[Extracted text — start]

As your child gets older, they may face new opportunities and challenges in life with cystic fibrosis (CF). It’s also common for kids to crave more independence over time. There are steps you can take to help them manage the transition from childhood into their teen years and beyond.

Let’s take a look at five ways you can support your child through this time.

To help your child develop independence and self-care skills, it’s important to teach them about their condition and strategies for managing it.

As your child gets older, encourage them to take on more responsibility for their own care. For example, try to help them gradually develop the skills and confidence they need to:

  • ask questions and report changes in their symptoms during medical appointments
  • set up, use, and clean therapeutic equipment
  • take medications without reminders from you
  • talk to their friends about their condition

If they’re struggling to take the reins, it might help to schedule an appointment with a life skills coach, social worker, or psychologist. They may be able to help your child develop coping skills and confidence.

You might be tempted to sugarcoat your child’s condition. But honest communication is important, especially as your child gets older and begins to think more about their future.

When your child expresses fears or frustrations, try to resist the urge to offer false comfort. Instead, acknowledge their feelings and ask them questions to learn about their thoughts and experiences. Invite them to ask you questions in return, and be compassionate but truthful in your responses.

After talking through their feelings, offer to help them brainstorm strategies to manage challenges in their life. In some cases, it might help to seek support from a social worker, psychologist, or other mental health professional. Your child might also benefit from joining an online or in-person support group for youth with CF.

[Extracted text — finish]

Problem: Can you pick up the text on supporting a child with cystic fibrosis into the teen years and continue it after its last sentence? The rows are separate material, unrelated to the text on cystic fibrosis.

[Data to examine — start]

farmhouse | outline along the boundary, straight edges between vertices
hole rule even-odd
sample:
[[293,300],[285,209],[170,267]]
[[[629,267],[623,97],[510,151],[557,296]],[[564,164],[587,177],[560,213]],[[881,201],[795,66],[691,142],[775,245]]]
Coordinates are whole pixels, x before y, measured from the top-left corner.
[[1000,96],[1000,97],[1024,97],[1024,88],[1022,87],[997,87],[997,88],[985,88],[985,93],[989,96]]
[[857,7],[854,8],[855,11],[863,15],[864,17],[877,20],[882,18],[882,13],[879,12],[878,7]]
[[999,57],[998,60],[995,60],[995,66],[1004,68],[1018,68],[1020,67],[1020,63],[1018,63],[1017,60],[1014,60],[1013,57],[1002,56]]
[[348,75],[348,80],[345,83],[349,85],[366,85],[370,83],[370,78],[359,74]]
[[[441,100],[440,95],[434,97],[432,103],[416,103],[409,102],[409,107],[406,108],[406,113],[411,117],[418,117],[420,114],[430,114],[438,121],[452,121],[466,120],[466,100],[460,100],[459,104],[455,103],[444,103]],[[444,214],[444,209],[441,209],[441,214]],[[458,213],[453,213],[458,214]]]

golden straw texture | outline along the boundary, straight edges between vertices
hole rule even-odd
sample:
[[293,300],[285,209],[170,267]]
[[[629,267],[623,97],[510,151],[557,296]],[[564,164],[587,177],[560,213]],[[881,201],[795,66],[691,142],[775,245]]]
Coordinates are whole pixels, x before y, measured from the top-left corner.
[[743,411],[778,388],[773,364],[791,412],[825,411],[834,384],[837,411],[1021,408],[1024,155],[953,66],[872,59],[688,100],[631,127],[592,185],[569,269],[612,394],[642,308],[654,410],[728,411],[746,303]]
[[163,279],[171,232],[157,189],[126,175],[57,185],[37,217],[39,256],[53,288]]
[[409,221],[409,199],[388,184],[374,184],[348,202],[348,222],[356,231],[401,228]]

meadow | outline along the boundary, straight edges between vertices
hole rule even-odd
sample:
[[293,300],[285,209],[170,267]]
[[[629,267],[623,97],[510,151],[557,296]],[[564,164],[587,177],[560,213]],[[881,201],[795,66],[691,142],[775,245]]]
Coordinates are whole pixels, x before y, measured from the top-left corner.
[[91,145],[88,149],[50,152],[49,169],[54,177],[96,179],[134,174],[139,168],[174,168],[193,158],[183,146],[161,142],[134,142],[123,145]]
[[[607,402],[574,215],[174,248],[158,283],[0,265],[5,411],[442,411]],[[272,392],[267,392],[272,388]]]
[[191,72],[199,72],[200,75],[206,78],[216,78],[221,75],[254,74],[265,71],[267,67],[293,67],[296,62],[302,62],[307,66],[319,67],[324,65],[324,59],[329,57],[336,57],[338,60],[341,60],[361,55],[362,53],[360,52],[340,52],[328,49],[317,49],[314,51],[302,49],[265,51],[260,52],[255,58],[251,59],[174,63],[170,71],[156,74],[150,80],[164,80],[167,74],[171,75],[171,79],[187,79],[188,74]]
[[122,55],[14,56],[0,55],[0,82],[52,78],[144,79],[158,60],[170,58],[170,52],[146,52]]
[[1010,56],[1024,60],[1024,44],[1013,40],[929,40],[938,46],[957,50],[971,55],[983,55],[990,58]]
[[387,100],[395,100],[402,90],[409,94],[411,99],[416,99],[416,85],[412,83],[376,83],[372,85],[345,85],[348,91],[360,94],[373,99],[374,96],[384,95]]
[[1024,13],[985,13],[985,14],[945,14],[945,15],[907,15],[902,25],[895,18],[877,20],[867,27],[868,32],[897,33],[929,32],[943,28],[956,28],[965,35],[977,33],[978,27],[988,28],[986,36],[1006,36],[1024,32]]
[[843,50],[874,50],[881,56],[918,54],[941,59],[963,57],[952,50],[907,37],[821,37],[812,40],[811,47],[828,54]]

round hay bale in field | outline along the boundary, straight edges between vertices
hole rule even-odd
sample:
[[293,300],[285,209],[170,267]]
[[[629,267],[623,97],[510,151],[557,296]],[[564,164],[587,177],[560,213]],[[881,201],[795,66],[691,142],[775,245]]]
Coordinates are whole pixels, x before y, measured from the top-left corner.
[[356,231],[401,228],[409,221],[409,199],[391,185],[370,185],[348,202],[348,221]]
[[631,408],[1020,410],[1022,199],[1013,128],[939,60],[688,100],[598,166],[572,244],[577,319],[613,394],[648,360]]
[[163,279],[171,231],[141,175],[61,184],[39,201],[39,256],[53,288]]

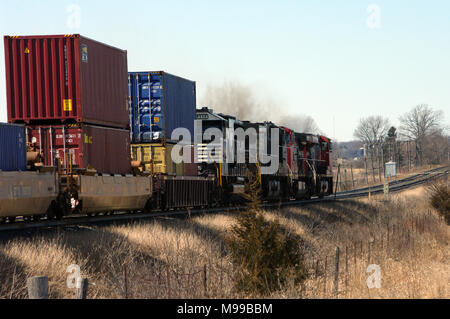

[Data to examine — finish]

Reply:
Especially as they enter their teen years, your child might benefit from time alone with members of their healthcare team. This will give them the chance to develop communication and self-management skills. It will also give them time to talk about sensitive topics that they might not want to discuss in front of other people, such as:

  • sex, sexuality, and intimate relationships
  • conflicts with family members or friends
  • body image issues
  • alcohol or drugs

In some cases, your child’s care team might ask you to be present for part of their appointment before stepping out of the room.

Eventually, your child will be ready to attend appointments on their own. If they are nervous about attending appointments without you, it might help to sit down together and brainstorm a list of updates and questions they can discuss with their care team. Encourage them to write out a list they can take with them into their appointment.

Is your child moving to a new middle school or high school? Consider making an appointment with a school administrator before the school year begins to discuss their health needs.

You might need to request accommodations to ensure that your child can:

  • take medications during school hours
  • take time away from class and access a private area to do airway clearance therapy
  • get out of class when they need to attend medical appointments
  • catch up on lessons and assignments missed due to medical appointments or illness

Consider asking your child to attend the meeting with you, so they can get to know their school administrator, develop self-advocacy skills, and have the opportunity to express their preferences for accommodations.

Does your child plan to attend vocational school, community college, or university? You can help them think about some of the preparations they might need to make.

When the time comes, encourage them to make an appointment with their care team to discuss the accommodations they might need on campus. Members of their care team can help them plan for aspects of their studies and living situation that might require special arrangements.

If your child decides to request on-campus housing, they will need to make an appointment with someone at their school to discuss their condition and needs. It’s best to establish a written agreement that lists any special arrangements or support that the school will provide.

If they plan to attend school in another town or city, your child should get in touch with a CF care team in the area so that they can access local medical support.

Striking a balance between supporting your child and giving them room to grow is important as they get older. It’s essential to educate them about their condition and encourage them to take increasing responsibility for self-management, while continuing to offer them compassionate care. Members of your child’s care team and other health professionals can help you cope with challenges along the way.